* The data *
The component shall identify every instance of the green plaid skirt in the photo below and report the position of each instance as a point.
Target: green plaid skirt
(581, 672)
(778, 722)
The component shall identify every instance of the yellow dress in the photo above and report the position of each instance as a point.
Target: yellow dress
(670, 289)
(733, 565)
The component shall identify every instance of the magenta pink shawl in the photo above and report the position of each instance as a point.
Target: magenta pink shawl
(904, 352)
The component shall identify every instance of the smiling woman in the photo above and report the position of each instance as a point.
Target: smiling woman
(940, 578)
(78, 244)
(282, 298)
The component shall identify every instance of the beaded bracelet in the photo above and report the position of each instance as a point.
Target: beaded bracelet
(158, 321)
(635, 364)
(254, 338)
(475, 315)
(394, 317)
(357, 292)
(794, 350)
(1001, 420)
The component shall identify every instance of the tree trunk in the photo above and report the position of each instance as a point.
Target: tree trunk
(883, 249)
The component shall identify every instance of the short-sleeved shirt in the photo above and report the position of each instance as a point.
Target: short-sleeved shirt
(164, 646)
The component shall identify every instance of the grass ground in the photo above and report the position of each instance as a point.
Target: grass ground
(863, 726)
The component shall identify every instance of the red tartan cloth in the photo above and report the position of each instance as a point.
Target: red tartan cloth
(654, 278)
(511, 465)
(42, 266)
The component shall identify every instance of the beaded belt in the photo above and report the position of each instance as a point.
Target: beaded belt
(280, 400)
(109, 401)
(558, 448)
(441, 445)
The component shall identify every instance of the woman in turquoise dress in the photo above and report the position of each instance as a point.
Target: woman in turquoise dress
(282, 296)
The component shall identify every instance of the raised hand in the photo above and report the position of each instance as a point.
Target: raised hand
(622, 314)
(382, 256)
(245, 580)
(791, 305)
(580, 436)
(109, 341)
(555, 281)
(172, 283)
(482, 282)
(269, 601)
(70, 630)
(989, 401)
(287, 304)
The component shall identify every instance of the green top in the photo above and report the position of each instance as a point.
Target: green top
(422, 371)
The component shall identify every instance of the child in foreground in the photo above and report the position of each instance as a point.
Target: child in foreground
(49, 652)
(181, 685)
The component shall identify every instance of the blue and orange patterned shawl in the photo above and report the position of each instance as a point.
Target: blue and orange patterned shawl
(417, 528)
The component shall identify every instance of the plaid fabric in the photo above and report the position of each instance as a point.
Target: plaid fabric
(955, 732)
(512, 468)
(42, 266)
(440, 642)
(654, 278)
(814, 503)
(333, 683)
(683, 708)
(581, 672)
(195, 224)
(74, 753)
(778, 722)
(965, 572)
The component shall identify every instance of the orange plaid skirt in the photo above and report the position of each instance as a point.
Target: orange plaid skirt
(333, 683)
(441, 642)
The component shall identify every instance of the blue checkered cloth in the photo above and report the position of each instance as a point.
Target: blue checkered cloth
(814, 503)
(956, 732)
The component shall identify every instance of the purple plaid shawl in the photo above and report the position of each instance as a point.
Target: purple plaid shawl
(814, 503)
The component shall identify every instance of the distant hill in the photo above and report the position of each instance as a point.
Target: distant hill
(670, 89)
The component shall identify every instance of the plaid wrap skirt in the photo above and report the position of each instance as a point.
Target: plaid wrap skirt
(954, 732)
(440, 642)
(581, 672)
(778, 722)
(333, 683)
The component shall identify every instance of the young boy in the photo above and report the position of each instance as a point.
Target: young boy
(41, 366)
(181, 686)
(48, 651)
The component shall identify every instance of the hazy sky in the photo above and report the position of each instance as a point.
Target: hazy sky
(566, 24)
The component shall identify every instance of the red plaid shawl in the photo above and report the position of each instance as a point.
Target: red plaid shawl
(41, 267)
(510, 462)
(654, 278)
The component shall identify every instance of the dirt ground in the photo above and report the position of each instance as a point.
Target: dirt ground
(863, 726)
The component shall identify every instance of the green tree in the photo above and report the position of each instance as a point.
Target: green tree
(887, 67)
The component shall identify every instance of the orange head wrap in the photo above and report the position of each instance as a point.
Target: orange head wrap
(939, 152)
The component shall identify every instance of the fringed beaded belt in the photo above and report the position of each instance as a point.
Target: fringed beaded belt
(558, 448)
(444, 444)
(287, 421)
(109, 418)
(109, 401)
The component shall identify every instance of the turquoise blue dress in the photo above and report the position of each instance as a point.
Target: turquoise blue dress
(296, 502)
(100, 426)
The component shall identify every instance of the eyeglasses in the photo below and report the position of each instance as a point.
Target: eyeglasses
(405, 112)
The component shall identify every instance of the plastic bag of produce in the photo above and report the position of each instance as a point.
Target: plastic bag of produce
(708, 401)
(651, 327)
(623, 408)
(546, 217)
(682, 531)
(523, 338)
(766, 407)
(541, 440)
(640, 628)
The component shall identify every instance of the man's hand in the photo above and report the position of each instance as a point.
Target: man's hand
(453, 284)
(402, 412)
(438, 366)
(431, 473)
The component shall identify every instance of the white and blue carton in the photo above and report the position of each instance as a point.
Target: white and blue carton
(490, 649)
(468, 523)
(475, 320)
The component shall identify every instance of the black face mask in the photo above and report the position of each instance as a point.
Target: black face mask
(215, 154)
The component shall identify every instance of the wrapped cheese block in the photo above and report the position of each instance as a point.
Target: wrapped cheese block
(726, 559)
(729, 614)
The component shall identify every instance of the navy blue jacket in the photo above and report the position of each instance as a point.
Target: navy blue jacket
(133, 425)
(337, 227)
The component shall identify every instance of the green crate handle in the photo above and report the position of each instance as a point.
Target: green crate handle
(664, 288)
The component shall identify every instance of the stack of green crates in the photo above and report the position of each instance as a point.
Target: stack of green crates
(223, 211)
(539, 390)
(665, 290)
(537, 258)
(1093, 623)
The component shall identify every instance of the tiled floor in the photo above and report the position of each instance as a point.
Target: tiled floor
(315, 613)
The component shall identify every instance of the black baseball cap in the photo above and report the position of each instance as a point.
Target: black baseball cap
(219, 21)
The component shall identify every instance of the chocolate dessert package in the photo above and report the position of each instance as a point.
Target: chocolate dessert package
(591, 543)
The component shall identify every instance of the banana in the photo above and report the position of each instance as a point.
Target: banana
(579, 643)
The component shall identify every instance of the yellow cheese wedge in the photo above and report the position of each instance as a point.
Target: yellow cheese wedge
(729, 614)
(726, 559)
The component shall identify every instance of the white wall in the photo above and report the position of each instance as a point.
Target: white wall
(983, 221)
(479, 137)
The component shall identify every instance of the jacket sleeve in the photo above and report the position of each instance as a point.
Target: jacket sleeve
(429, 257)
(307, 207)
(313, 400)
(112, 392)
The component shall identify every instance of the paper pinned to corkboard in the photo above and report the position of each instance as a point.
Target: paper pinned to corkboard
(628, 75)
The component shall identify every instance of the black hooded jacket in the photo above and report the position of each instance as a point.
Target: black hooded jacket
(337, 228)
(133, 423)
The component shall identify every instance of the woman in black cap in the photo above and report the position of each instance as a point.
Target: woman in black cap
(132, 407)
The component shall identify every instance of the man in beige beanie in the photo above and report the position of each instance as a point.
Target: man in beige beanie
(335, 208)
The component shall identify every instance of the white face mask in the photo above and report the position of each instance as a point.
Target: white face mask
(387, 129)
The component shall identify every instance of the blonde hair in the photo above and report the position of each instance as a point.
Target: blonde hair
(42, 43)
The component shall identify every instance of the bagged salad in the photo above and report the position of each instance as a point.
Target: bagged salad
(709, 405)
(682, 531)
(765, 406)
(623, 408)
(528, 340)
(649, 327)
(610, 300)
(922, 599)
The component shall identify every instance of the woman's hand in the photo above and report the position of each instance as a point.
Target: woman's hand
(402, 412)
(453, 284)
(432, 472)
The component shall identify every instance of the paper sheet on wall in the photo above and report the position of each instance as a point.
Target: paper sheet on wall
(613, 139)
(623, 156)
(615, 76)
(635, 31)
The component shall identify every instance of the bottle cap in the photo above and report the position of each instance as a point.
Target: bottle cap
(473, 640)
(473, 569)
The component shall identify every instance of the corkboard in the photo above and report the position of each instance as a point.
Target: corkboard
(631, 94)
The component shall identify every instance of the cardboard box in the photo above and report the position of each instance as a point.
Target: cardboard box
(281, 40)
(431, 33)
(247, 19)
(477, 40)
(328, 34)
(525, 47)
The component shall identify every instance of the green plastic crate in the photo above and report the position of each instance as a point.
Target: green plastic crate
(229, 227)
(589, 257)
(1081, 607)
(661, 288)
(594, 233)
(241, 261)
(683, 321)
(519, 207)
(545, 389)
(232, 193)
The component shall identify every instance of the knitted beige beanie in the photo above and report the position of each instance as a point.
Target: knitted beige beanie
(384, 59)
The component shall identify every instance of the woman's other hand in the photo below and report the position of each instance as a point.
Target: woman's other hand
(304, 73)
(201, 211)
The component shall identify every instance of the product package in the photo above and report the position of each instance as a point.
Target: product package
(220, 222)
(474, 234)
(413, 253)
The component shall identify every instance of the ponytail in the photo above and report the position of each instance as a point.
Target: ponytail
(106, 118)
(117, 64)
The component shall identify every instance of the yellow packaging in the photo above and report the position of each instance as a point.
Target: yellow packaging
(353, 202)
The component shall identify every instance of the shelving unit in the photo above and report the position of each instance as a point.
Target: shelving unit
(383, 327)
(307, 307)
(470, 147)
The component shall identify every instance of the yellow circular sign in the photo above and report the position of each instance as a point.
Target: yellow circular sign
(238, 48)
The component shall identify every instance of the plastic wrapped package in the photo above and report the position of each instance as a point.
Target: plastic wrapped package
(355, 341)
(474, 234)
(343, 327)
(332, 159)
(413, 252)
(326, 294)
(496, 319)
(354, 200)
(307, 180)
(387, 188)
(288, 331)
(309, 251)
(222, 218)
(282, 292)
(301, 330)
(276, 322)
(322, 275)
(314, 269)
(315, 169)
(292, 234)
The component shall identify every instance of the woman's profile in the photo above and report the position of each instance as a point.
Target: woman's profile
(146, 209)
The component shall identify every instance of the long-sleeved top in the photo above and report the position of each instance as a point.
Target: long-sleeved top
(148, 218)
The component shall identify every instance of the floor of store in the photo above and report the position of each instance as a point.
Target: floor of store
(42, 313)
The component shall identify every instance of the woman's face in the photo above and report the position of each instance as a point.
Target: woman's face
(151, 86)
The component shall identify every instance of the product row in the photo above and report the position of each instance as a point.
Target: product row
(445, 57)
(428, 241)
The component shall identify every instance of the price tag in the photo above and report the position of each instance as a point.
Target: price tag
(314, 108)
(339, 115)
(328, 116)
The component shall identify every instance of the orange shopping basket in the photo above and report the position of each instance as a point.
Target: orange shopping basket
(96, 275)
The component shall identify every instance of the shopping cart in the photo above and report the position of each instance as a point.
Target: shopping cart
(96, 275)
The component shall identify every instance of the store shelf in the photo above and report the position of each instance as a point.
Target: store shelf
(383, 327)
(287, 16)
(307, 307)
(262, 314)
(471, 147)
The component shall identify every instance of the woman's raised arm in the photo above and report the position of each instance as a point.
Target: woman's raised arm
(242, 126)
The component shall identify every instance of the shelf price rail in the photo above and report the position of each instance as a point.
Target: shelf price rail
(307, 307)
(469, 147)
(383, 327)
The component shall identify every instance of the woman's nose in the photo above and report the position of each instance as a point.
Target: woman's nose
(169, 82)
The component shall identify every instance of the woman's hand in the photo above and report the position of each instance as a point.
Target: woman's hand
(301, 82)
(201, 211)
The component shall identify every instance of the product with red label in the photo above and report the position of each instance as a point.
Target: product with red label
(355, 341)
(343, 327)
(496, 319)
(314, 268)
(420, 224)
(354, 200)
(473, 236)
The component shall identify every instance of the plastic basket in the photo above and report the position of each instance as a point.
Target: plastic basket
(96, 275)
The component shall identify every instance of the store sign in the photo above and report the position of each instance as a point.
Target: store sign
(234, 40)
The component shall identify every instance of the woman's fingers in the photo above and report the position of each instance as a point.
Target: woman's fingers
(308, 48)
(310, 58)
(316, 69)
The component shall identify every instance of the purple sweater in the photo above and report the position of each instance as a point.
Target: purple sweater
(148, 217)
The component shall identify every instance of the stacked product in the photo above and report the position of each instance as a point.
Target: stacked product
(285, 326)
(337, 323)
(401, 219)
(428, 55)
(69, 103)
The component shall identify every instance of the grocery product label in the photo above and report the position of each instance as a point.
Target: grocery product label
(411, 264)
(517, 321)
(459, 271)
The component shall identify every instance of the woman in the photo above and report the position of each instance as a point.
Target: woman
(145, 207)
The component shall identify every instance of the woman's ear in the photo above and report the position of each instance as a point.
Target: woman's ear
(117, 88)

* Goal of the exercise *
Extract every line from the one containing "the plastic basket" through the last line of the data, inclusive, exactly as written.

* Solution to this problem *
The component shall identify every instance of the plastic basket in the photo above and report the position of each instance as a point.
Target: plastic basket
(96, 275)
The component shall identify every instance of the store sign in the photo above and report the position of each instance as a point.
Target: store sign
(234, 40)
The component shall identify every instance of the woman's fingers in the photo above and report the position of each instance as a point.
Target: woman's fingers
(308, 48)
(310, 58)
(316, 69)
The component shall identify every instance of the purple sweater in the photo above and report the position of each instance as a point.
Target: purple sweater
(148, 217)
The component shall identify every instance of the stacked product in the photo above and report the position of each instance as a point.
Target: stacked product
(285, 326)
(337, 323)
(401, 219)
(428, 55)
(69, 103)
The component shall identify every instance of the grocery product label in the photo above and report the position of each instance as a point.
Target: grocery product label
(411, 264)
(517, 321)
(459, 271)
The component shall identify every instance of the woman in the photo above and report the position of each instance as a point.
Target: woman
(145, 207)
The component shall identify every instance of the woman's ear in the photo above and report the position of each instance as a point.
Target: woman's ear
(117, 88)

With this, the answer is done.